_Your objective:_
Using the listing below, keep only the lines with the word "above" and copy them.

_The records:_
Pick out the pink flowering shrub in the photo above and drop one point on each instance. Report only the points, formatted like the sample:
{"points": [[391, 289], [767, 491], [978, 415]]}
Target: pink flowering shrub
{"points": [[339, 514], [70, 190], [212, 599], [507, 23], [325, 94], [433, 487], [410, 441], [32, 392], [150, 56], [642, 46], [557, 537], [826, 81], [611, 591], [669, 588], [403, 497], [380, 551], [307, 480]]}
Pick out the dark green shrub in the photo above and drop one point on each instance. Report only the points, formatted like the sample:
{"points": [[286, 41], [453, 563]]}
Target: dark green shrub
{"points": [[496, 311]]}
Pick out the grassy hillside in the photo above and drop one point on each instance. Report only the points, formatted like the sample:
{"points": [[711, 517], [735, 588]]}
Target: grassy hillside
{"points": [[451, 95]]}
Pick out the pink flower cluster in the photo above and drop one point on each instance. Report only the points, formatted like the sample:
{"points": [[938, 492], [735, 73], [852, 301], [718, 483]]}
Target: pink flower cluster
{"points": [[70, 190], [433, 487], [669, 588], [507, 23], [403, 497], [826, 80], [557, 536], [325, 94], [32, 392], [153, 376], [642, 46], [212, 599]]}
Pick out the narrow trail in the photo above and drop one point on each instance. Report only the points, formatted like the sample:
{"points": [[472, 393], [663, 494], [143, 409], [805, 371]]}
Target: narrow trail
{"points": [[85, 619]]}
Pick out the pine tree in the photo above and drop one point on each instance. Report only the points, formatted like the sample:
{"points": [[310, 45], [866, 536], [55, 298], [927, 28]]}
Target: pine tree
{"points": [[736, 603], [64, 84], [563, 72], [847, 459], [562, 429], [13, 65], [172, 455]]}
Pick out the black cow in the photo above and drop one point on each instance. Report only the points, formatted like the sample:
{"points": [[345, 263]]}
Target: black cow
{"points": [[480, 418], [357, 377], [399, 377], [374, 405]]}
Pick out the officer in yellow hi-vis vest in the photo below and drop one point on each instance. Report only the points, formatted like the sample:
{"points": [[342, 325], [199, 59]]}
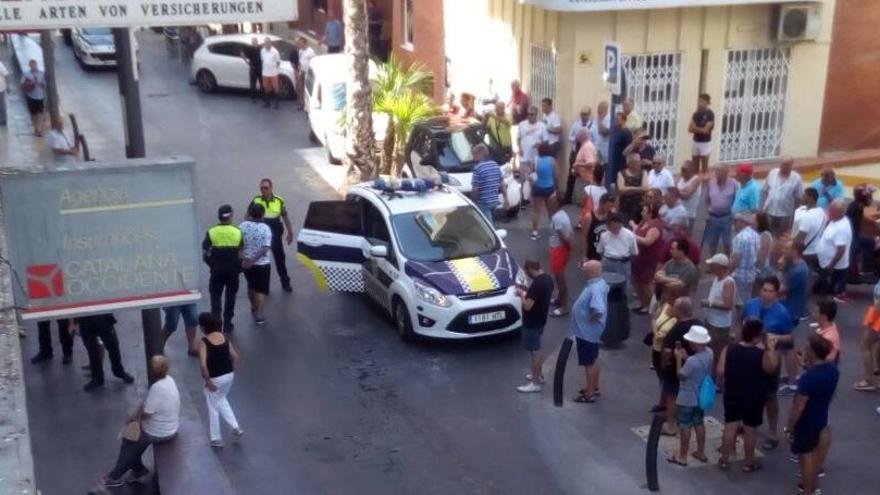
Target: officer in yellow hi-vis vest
{"points": [[276, 212], [222, 252]]}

_Exercise output:_
Pick out the pink flowering shrub in the photo above and drop one point on each instance. Report only the points, formatted like the sample:
Pick out the dark green shrub in the photo above and drop one point on each instance. Report only the points, formatted like the sample:
Pick out the grassy hillside in the photo above and drop one point on each instance. Report only the points, formatted like the sample:
Pick out the pink flower cluster in the photo above and drop one point on each instance. Report only the points, formatted like the sample:
Pick out the narrow trail in the photo above and drop one point on each instance. Report only the points, formatted like the sample:
Pick out the pine tree in the photo above and drop one point on each instance. Report only the points, formatted like the sample:
Pick out the black cow in the photo above and drop one point on each instance. Report only the points, formatted like the sample:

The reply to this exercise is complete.